> TEXTO DE ORIGEM

▬▬▬▬▬▬

Juremir Machado da Silva*
Há quem deseje aproveitar o momento para misturar tudo.
Ou tudo humor é livre ou tudo humor é condenável.
Ou se pode zombar de negros, gays e religiões ou não se pode zombar de ninguém.
Muitos dos que adoram humilhar negros e gays acham que não se pode zombar de Maomé.
O contrário também existe.
Não é aceitável humor racista nem humor pedófilo.
De resto, não se trata de proibir, mas de criticar.
Humoristas brasileiros, porém, nem sempre recebem bem as críticas ao que fazem.
Reclamam do politicamente correto.
O politicamente correto é esse outro que não aceita mais passivamente ser humilhado.
É fácil ser politicamente incorreto quando não se é o objeto da humilhação.
Charlie Hebdo não zombava de muçulmanos. Zombava da ignorância e da superstição.
Não ironizava a religião como fato da vida privada. Atacava o fanatismo.
Há uma diferença abissal entre atacar a cor de uma pessoa ou sua inclinação sexual e atacar a intolerância.

▬▬▬▬▬▬

> EXERCÍCIO PROPOSTO
Extraia do texto sobre os limites do humor o trecho entre "Muitos dos que" e "mas de criticar.", inclusive, copiando-o sem nenhuma alteração. A listagem que vem depois é um material à parte, sem relação com o texto.

▬▬▬▬▬▬

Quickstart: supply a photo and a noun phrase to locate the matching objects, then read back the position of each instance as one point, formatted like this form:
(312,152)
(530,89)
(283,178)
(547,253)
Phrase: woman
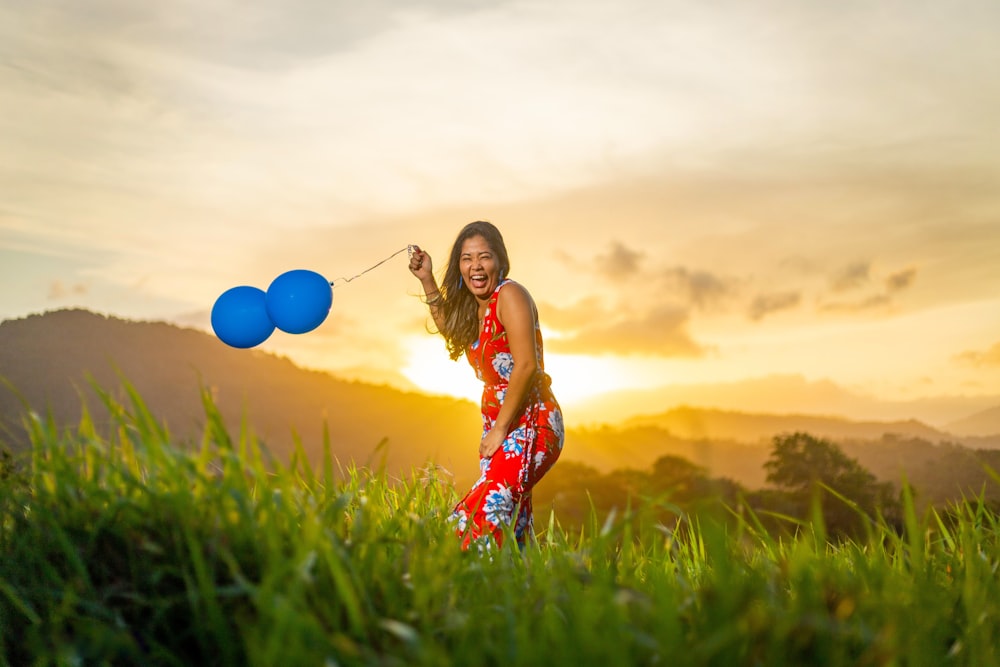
(493,321)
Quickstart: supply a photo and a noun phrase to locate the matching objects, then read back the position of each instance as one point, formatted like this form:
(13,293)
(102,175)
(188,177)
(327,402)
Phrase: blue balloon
(239,317)
(298,301)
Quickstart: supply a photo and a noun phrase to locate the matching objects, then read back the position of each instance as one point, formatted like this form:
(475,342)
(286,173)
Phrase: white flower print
(462,518)
(514,444)
(503,364)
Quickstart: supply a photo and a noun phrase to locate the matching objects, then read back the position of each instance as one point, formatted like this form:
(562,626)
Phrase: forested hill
(49,358)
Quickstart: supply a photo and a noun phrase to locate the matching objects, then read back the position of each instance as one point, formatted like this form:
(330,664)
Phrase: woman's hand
(420,265)
(491,442)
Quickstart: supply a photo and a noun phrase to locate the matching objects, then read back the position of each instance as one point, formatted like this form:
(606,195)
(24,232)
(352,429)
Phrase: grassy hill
(51,358)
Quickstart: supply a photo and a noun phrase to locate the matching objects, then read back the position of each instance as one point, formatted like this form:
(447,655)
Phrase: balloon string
(408,249)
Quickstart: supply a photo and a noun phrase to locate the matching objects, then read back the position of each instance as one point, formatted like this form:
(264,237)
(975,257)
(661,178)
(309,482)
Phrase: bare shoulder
(513,299)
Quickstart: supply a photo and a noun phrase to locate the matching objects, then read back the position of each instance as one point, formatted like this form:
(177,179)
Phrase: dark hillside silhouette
(48,358)
(697,423)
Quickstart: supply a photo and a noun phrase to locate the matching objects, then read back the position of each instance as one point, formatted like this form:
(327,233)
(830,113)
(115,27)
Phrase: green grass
(122,548)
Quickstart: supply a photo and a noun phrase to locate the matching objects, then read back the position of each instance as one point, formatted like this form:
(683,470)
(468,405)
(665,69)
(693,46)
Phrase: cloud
(773,302)
(894,283)
(660,333)
(868,303)
(990,357)
(57,290)
(851,276)
(577,316)
(699,288)
(620,262)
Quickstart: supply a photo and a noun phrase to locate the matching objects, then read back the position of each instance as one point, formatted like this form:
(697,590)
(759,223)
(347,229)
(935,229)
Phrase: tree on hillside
(804,467)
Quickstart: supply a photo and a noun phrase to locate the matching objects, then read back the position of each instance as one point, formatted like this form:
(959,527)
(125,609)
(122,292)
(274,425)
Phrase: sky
(693,193)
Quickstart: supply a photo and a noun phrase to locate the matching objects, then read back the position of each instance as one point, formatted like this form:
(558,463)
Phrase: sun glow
(430,369)
(574,377)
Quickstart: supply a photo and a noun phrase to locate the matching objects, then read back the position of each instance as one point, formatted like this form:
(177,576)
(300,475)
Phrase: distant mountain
(984,423)
(49,358)
(779,394)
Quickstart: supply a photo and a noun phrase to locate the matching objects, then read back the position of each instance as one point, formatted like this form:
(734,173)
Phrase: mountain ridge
(51,358)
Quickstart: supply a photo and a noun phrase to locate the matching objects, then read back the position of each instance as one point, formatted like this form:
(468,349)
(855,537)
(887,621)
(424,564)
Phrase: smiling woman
(493,322)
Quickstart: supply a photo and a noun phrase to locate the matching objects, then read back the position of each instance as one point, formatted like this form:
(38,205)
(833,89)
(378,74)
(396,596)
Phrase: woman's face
(479,267)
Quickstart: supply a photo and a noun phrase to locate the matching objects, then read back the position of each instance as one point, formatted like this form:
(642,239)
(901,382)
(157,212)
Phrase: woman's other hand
(420,264)
(491,442)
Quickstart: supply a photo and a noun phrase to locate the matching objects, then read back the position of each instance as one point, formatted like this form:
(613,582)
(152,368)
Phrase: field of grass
(121,547)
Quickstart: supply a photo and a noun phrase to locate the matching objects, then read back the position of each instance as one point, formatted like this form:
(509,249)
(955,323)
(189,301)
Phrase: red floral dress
(533,442)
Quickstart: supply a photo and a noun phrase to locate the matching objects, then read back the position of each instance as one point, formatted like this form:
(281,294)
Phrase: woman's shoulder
(511,288)
(512,294)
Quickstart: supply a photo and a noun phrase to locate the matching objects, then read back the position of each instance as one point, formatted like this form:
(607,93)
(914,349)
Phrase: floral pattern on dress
(532,445)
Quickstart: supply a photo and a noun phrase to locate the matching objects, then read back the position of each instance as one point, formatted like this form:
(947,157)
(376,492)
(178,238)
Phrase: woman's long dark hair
(459,308)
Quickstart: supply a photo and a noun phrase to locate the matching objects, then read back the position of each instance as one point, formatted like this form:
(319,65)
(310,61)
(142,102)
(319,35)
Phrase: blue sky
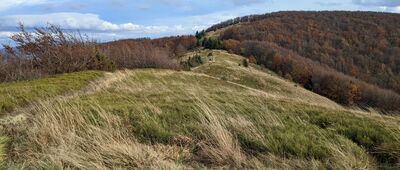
(117,19)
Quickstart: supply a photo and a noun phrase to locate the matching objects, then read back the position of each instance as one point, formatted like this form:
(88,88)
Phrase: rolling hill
(221,114)
(349,57)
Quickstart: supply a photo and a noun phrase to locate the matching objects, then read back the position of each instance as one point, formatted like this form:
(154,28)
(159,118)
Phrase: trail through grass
(220,115)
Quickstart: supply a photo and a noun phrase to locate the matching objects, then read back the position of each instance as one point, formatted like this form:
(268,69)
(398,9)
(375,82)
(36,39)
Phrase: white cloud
(7,4)
(90,22)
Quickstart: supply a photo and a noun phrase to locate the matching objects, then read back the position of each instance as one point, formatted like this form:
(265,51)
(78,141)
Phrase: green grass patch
(18,94)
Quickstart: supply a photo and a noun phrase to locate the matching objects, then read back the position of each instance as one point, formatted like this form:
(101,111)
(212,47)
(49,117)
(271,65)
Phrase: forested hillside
(350,57)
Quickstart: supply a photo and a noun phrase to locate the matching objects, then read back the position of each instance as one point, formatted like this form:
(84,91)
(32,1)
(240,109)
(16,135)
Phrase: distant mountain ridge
(362,45)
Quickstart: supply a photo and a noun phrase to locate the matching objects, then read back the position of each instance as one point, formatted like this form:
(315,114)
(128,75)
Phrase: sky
(107,20)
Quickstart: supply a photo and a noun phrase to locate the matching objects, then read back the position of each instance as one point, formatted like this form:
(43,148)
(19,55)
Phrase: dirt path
(19,114)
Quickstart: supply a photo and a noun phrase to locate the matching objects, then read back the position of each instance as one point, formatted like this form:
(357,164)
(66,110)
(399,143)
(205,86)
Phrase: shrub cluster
(50,50)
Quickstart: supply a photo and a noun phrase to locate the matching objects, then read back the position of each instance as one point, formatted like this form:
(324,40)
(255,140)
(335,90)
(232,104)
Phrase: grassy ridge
(219,115)
(17,94)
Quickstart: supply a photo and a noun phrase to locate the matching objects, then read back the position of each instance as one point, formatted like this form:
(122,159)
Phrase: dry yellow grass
(96,128)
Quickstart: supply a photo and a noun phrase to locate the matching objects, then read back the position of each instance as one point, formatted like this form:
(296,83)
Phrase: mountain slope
(316,49)
(221,114)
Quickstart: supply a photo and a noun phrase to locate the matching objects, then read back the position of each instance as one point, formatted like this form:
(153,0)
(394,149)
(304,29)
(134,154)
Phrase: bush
(245,63)
(49,51)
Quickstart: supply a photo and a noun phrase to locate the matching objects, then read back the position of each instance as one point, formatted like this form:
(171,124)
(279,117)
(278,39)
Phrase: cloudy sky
(116,19)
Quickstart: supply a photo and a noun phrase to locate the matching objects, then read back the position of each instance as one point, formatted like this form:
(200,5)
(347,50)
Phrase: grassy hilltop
(219,114)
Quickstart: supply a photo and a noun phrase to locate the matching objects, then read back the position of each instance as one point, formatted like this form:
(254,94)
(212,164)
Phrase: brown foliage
(321,79)
(50,50)
(354,43)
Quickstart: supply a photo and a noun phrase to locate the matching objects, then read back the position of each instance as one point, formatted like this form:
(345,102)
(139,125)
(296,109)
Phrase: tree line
(50,50)
(349,57)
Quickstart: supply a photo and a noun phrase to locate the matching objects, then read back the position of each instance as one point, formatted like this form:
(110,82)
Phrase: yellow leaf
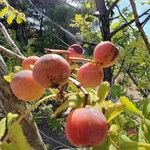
(4,11)
(10,17)
(103,90)
(20,18)
(9,77)
(129,106)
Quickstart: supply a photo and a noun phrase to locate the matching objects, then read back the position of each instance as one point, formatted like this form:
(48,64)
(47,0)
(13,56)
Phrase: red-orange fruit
(24,86)
(51,70)
(86,127)
(27,62)
(106,54)
(90,75)
(75,51)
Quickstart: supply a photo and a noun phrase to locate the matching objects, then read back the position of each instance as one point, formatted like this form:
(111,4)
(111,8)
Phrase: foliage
(11,13)
(8,128)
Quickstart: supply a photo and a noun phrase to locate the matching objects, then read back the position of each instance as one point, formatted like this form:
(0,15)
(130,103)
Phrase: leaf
(78,17)
(93,96)
(9,77)
(127,144)
(17,138)
(114,111)
(129,106)
(146,108)
(20,18)
(4,11)
(144,131)
(73,101)
(10,17)
(103,90)
(10,118)
(88,5)
(2,127)
(102,146)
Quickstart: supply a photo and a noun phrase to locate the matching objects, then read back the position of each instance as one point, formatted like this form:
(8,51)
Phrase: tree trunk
(105,31)
(9,103)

▬▬▬▬▬▬

> RESPOSTA A SEGUIR
Muitos dos que adoram humilhar negros e gays acham que não se pode zombar de Maomé.
O contrário também existe.
Não é aceitável humor racista nem humor pedófilo.
De resto, não se trata de proibir, mas de criticar.